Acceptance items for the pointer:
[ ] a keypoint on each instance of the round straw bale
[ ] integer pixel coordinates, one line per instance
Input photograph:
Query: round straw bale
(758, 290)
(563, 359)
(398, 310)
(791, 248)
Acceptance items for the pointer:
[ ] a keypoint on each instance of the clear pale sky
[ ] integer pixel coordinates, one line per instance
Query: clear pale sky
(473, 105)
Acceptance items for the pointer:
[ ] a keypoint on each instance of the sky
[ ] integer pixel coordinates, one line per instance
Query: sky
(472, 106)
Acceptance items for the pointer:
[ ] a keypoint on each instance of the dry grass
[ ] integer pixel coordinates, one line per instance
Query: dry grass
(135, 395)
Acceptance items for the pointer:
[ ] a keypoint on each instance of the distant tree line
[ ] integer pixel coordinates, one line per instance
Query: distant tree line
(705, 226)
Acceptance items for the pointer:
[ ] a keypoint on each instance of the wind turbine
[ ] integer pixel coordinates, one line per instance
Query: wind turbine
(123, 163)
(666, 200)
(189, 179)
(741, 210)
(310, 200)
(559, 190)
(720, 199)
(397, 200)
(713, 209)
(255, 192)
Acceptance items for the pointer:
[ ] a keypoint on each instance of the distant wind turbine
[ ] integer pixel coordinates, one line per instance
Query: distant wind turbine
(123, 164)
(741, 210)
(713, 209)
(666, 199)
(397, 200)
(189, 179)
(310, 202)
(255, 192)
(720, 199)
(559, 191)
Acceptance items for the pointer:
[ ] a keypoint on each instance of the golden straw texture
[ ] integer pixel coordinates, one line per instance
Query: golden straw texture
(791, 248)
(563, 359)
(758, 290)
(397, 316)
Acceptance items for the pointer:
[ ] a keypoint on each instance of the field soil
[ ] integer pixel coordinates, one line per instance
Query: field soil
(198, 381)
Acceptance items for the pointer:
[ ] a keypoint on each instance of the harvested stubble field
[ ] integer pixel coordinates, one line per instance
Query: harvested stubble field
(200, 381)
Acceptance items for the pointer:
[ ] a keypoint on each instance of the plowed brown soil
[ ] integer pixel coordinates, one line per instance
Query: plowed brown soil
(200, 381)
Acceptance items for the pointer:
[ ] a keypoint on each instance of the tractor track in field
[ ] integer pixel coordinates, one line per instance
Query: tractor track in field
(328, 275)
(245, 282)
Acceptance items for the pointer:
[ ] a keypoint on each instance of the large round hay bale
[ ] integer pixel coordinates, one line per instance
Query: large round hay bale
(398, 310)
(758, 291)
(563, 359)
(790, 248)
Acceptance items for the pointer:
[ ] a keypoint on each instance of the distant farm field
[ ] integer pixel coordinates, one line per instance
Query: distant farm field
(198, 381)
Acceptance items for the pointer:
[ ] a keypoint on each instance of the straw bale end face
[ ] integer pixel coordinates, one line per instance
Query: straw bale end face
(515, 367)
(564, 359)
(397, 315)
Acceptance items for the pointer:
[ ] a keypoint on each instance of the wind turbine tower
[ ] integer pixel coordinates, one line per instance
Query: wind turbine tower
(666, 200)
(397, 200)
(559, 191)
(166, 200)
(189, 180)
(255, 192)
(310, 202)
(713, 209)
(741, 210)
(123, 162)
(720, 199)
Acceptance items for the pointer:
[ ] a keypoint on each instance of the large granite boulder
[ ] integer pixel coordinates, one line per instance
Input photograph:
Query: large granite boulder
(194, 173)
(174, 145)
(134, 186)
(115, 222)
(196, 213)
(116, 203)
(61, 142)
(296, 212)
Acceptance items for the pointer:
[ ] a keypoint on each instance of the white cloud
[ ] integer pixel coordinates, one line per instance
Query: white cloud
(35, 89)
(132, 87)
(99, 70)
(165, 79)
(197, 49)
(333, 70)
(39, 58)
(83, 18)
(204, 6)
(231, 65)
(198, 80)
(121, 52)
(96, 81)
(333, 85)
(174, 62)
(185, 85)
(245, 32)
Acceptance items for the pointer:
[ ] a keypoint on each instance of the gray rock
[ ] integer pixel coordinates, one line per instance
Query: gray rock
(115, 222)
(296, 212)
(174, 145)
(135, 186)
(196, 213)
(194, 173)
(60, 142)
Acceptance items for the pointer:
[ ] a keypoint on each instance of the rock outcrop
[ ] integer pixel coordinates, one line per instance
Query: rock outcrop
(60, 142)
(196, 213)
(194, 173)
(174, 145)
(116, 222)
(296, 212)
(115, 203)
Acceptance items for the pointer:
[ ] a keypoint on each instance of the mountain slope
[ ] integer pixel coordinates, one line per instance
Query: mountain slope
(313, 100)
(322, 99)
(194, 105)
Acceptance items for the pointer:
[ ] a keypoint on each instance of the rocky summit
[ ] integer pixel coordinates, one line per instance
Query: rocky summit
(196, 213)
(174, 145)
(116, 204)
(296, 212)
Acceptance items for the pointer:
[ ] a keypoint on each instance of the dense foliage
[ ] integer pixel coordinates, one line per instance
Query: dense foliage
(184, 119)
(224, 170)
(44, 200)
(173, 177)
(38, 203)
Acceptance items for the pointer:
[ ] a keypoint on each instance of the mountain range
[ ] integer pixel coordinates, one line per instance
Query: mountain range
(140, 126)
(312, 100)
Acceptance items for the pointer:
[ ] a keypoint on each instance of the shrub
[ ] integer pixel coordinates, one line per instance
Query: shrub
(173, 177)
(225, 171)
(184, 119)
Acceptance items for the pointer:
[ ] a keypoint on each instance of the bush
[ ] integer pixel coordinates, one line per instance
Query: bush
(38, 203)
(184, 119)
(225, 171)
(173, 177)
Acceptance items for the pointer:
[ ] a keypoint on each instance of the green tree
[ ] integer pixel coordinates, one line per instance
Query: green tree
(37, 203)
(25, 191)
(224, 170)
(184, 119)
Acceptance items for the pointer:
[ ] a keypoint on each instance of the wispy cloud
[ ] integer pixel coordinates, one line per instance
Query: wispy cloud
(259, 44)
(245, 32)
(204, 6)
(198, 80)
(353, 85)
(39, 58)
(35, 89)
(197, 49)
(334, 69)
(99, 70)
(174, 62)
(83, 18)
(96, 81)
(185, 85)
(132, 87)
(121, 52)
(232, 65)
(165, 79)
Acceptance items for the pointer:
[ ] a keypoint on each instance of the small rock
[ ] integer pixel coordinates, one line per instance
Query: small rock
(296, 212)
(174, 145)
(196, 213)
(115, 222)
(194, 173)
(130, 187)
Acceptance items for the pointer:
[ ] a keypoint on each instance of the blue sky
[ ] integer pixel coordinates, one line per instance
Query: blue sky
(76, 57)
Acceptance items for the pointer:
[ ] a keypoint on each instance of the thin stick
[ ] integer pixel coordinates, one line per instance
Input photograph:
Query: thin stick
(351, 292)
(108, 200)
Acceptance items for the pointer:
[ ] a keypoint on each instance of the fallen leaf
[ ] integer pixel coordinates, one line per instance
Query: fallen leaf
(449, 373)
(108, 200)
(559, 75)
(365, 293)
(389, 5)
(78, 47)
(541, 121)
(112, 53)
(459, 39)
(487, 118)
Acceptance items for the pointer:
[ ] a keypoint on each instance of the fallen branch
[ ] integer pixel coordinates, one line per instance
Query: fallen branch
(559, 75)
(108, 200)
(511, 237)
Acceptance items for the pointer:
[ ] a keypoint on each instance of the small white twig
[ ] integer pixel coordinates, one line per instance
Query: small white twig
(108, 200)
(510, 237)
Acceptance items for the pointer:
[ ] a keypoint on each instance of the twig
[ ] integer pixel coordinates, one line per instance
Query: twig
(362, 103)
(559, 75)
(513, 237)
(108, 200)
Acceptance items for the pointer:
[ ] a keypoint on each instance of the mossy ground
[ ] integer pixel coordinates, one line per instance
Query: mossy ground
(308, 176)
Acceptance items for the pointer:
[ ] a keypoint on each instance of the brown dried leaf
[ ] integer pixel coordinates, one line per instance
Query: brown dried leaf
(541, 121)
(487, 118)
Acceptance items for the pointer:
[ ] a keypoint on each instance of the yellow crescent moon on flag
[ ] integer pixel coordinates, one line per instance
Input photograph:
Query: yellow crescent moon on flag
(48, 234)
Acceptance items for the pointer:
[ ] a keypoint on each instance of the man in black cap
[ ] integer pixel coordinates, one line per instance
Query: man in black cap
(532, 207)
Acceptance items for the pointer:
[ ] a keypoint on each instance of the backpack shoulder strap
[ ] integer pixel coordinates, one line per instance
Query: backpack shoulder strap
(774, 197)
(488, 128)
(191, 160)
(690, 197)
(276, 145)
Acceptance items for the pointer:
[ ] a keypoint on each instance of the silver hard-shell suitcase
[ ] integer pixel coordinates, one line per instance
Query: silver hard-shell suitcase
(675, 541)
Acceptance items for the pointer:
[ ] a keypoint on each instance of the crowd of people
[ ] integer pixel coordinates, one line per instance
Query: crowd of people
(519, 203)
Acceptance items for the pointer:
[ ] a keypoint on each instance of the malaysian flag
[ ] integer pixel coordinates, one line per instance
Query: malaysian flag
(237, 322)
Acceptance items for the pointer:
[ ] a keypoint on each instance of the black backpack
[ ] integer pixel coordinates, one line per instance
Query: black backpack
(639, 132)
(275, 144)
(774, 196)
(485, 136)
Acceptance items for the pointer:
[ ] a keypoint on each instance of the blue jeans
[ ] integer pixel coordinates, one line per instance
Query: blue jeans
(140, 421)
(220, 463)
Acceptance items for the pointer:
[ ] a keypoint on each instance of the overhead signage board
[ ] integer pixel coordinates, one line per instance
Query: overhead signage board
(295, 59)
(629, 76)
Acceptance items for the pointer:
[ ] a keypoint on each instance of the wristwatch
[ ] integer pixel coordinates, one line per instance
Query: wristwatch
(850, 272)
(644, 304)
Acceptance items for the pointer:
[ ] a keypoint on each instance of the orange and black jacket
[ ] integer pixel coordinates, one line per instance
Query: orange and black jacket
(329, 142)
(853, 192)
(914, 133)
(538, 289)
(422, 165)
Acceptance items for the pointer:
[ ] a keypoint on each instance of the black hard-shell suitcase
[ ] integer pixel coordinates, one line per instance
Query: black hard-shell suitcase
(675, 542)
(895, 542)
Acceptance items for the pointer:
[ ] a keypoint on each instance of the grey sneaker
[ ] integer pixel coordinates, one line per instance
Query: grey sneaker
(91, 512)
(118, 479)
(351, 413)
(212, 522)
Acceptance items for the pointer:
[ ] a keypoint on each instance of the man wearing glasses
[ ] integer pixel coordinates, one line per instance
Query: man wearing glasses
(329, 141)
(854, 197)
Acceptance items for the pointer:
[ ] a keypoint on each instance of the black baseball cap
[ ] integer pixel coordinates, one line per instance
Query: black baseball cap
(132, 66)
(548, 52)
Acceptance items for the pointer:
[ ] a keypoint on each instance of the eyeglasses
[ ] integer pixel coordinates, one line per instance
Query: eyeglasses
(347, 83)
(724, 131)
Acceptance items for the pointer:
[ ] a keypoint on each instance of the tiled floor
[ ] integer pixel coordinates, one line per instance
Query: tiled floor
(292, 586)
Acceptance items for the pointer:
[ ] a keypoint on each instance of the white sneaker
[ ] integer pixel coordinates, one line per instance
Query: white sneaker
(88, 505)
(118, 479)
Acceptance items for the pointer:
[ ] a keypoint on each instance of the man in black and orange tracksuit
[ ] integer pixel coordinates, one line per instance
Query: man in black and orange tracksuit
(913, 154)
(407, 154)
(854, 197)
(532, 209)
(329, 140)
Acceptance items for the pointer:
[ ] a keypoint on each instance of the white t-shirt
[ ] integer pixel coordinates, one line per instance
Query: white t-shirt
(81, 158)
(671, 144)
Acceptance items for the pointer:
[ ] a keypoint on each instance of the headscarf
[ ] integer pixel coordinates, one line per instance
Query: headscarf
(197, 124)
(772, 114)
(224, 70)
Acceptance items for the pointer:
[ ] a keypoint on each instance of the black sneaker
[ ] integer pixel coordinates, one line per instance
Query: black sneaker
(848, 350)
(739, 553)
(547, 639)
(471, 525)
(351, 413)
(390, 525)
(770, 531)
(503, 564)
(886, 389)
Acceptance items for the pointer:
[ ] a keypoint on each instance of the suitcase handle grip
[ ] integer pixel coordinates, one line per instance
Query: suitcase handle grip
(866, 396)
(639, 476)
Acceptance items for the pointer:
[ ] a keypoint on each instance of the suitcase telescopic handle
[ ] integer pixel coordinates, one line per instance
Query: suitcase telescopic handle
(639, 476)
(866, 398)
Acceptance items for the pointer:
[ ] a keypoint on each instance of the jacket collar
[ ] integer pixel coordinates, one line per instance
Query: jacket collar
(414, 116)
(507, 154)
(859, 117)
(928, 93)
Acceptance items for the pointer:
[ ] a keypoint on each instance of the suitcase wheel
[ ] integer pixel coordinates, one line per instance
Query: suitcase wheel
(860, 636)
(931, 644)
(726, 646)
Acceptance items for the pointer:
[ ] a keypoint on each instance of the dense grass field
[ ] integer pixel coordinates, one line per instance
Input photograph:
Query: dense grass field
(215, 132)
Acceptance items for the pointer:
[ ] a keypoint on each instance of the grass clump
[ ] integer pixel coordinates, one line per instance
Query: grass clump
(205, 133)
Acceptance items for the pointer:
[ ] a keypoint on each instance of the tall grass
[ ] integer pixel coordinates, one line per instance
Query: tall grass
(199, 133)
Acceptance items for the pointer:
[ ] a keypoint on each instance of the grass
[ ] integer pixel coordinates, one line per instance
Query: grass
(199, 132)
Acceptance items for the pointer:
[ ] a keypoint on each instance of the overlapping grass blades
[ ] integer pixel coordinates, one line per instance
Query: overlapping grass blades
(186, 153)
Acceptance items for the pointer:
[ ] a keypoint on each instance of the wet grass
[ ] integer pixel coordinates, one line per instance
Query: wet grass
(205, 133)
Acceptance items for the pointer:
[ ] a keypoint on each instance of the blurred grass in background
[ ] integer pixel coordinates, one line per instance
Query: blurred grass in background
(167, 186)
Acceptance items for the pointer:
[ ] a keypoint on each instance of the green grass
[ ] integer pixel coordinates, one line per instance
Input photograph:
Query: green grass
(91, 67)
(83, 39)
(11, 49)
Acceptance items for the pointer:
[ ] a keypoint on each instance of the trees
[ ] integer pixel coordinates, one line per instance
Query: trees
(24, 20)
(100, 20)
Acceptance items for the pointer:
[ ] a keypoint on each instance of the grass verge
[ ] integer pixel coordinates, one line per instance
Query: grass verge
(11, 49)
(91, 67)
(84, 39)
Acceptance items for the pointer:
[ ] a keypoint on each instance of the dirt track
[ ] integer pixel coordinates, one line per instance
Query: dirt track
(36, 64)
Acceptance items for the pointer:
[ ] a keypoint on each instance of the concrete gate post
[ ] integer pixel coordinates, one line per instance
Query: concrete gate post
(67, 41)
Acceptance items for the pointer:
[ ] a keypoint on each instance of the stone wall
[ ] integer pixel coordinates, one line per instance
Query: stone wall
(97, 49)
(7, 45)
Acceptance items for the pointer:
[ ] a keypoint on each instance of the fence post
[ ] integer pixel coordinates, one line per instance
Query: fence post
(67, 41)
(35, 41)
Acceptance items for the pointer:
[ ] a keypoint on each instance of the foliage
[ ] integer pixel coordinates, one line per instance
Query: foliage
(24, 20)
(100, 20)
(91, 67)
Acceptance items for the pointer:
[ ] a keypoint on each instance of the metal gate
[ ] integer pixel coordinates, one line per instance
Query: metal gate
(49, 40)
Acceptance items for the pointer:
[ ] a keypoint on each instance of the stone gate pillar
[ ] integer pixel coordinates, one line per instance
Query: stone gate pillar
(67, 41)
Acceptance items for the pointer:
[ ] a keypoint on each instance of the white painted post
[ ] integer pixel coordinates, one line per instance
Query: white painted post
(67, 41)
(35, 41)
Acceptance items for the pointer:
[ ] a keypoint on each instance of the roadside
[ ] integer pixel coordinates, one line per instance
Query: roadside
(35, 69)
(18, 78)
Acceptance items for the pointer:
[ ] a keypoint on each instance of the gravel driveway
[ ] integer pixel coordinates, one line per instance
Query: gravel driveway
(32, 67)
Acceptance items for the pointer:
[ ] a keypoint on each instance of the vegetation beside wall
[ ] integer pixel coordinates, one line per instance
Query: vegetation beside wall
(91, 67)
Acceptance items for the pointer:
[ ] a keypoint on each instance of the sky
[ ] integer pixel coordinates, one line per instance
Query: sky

┄┄┄┄┄┄┄┄┄┄┄┄┄┄┄┄┄┄┄┄

» **What is being asked**:
Gather every line from the entries above that contains the word "dried", matching case exactly.

» **Answer to the task**:
[ ] a keypoint on each instance of the brown dried leaf
Query: brown dried leaf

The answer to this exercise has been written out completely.